■ **Excerpted passage**
──────────────────────────────

Background
More and more companies are adopting Kubernetes as their new cloud platform. The promise of being able to standardize on Kubernetes as a platform is attractive as it offers unique solutions to many of the challenges companies face. One such challenge is the dynamic between the developer and the operator. Many times, the operator is not aware of the considerations that went into development and the developer is not aware of deployment constraints. The issues that stem from this disconnect tend to lead to major drops in developer productivity and large holes in security.
Challenges and Objectives
As we developed the Azure Service Operator (ASO), we worked with three customers so ASO could be used in production to address their needs. This helped us identify and address key requirements for real-life deployments across the globe.

──────────────────────────────

■ **Dataset rows**
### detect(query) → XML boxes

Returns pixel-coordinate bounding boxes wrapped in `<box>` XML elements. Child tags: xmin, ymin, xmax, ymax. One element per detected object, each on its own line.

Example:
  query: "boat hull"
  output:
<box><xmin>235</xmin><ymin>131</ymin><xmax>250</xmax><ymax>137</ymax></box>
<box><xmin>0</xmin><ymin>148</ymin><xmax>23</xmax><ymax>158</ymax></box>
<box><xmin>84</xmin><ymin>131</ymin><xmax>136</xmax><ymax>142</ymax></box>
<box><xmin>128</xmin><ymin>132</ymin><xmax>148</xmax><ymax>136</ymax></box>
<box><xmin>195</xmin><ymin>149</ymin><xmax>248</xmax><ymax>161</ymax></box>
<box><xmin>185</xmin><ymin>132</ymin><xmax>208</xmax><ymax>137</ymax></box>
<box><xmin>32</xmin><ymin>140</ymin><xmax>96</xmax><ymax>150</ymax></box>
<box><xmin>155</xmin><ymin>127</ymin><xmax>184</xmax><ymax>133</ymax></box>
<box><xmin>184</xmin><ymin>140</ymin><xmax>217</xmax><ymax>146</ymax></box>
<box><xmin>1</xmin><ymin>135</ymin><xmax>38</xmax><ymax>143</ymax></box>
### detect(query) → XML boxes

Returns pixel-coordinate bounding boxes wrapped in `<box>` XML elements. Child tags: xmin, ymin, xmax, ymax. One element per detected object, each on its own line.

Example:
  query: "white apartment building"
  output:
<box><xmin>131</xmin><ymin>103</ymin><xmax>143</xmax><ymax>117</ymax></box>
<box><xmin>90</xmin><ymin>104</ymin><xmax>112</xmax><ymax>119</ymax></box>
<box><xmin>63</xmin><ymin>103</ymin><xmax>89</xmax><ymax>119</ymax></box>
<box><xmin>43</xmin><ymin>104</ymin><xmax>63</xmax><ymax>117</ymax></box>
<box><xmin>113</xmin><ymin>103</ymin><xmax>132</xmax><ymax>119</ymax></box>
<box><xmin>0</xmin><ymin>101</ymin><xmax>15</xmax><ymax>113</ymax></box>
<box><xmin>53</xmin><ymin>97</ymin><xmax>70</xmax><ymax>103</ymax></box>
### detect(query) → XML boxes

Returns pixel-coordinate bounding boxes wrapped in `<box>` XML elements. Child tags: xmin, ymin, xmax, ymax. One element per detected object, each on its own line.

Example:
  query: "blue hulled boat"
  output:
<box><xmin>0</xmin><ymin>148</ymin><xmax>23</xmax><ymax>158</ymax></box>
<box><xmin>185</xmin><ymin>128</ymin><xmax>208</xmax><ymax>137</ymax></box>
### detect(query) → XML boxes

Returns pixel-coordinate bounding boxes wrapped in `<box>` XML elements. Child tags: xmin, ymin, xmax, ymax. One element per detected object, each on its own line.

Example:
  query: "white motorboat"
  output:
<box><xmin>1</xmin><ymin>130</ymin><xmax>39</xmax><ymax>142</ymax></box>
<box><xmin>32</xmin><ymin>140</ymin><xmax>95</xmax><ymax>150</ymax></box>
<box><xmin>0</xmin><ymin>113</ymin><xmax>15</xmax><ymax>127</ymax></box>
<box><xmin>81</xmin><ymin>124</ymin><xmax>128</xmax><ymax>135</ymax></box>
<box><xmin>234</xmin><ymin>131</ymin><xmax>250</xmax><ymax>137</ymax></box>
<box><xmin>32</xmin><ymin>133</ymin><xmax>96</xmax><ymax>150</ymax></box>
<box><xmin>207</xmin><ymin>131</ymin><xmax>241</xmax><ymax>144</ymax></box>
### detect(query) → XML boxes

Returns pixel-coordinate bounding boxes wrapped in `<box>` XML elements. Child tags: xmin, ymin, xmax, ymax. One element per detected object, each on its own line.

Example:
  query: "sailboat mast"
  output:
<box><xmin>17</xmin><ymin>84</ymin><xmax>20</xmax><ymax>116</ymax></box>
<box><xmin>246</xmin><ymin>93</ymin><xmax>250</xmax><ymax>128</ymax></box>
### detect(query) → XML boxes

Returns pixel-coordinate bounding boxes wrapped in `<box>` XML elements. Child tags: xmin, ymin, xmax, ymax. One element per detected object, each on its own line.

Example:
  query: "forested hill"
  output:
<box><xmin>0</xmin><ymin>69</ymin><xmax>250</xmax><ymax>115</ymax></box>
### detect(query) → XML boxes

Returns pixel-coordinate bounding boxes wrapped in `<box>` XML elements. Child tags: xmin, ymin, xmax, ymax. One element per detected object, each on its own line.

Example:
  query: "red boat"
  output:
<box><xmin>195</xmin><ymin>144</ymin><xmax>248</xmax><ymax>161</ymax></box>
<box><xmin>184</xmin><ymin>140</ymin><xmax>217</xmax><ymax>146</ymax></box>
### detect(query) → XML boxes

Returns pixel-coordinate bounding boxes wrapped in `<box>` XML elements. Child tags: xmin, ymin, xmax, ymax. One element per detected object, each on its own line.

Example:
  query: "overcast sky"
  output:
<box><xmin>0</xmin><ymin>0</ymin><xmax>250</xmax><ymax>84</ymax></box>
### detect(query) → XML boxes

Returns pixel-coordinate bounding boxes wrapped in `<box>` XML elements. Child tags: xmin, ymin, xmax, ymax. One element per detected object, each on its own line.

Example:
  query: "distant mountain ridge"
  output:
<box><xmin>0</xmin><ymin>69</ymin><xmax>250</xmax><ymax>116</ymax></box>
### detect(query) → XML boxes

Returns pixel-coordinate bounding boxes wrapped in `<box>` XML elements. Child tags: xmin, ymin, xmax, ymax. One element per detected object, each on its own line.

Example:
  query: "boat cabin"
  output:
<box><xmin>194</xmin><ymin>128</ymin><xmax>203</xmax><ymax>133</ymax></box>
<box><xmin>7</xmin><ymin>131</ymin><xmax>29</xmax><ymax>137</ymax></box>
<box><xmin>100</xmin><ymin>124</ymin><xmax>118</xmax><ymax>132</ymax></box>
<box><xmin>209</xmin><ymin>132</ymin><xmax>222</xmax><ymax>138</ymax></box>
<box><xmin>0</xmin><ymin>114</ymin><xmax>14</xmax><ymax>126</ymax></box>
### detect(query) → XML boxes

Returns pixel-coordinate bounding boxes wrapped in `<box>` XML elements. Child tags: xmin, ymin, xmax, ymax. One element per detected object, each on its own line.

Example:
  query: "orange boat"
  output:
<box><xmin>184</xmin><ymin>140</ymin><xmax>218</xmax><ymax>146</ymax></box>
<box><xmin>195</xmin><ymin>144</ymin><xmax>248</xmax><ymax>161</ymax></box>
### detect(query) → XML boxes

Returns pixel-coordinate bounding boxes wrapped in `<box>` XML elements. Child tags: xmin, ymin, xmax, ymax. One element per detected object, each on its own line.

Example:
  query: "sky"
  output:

──────────────────────────────

■ **What is expected**
Extend the passage on Kubernetes and the Azure Service Operator, beginning after its final sentence.

■ **Right answer**
- Media and Communications company: Their goal was to dynamically provision Azure services using Operators for their Data Processing Pipeline
- Financial institution: Their goal was to empower developers to self-provision Azure SQL databases and connect to applications on Azure Kubernetes Service seamlessly
- Automotive Manufacturer: They were building the backend for one of their services in Azure with Kubernetes and wanted to deploy Azure Services from within Kubernetes
“Our Data Hub, like any large system comprises of many components – Configuration, Relationships, External Azure Services, Pods, Deployments, Databricks notebooks and more. All these systems, their unique configuration and requirements needed to be managed from a central orchestration environment – Kubernetes. Using Operators, we could create and remove resources like Notebooks or EventHub in a CRUD like fashion all via Kubernetes manifests. The unique challenge here was the variety of services that needed to be provisioned to realize a single use case.” – Principal Architect (Media and Communications company)
This summarizes a common challenge that customers have – the inability to provision resources and applications, all from within the same environment. They do not want to use multiple tools – one for deploying Azure resources, one for deploying apps, one for configuring the Azure services they provision and so on.
“At our company, our goal was to provision Azure SQL and integrate with applications on AKS in a self-serve manner. There were three main challenges we were trying to solve: usability, scalability, and security. Since we are building a public cloud platform for application teams across the company, we had to ensure the solution was simple to use and can easily integrate with workloads deployed on AKS. In addition, security requirements, such as storing connection credentials in Azure Key Vault and having MSI support for SQL database, needed to be in place. Azure Service Operators helped us achieve this self-serve scenario for our developers.” – Director, Cloud (Financial Institution)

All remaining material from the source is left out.